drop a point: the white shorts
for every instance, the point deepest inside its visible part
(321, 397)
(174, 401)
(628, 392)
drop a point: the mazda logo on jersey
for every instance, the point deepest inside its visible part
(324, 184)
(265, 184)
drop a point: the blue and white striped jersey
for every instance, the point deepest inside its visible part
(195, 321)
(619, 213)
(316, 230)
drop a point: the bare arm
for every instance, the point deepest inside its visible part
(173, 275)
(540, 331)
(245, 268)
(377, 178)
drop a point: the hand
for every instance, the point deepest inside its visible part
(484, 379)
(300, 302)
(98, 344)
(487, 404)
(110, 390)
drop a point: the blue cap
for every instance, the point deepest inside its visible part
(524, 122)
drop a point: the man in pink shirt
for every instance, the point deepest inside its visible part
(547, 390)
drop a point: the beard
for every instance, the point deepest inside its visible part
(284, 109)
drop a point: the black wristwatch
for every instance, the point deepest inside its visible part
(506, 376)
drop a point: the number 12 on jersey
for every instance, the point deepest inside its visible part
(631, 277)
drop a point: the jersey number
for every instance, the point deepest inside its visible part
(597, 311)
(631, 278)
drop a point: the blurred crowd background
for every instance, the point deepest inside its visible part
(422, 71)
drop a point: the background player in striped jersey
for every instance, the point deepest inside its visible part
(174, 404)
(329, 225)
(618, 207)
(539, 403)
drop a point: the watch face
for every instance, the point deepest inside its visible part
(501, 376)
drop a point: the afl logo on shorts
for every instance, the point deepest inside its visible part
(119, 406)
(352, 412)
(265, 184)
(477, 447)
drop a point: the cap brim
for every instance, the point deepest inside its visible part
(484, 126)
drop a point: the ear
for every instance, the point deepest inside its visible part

__________

*Task to complete*
An exact, complete copy of the data is the only acceptable answer.

*Reply*
drop a point: the white shorts
for every instance, the point deepest inside its visible part
(321, 397)
(174, 401)
(628, 392)
drop a point: the mazda logo on jersey
for every instance, the point deepest inside its visible part
(324, 184)
(265, 184)
drop a point: the blue and white striped jersey
for every instance, the point deepest inside its visible part
(195, 321)
(619, 213)
(316, 230)
drop a point: the bare arm
for every instance, the point deepest inside its visible part
(173, 275)
(540, 331)
(245, 268)
(377, 178)
drop a point: the hand
for every instance, the point deepest inside its visible part
(484, 379)
(300, 302)
(98, 344)
(487, 404)
(110, 390)
drop a point: the blue cap
for every instance, the point deepest inside its visible part
(524, 122)
drop a point: the man in pink shirt
for every instance, the point deepest inside its visible part
(547, 390)
drop a point: the beard
for every instance, the point deepest inside its visible part
(284, 109)
drop a point: the black wristwatch
for every instance, the point deepest inside its visible part
(506, 376)
drop a point: the number 12 on jersey
for every instance, the point deepest inside its visible part
(631, 277)
drop a point: the jersey number
for every instance, the point deepest inside its visible part
(597, 311)
(631, 278)
drop a point: the blurred crowd background
for every instance, the point deepest inside its visible part
(422, 71)
drop a point: the background player in striped jersey
for every instance, the point deepest inside its visible part
(174, 404)
(329, 225)
(618, 207)
(539, 403)
drop a point: the watch face
for every instance, the point deepest inside its visible part
(501, 376)
drop a point: the afl logo on shorts
for every instance, the point deepest inside its visible part
(119, 406)
(352, 412)
(265, 184)
(477, 447)
drop a point: the cap brim
for every instance, the point deepest inside its visible part
(484, 126)
drop a point: the ear
for every instance, the point deepest inside its visible part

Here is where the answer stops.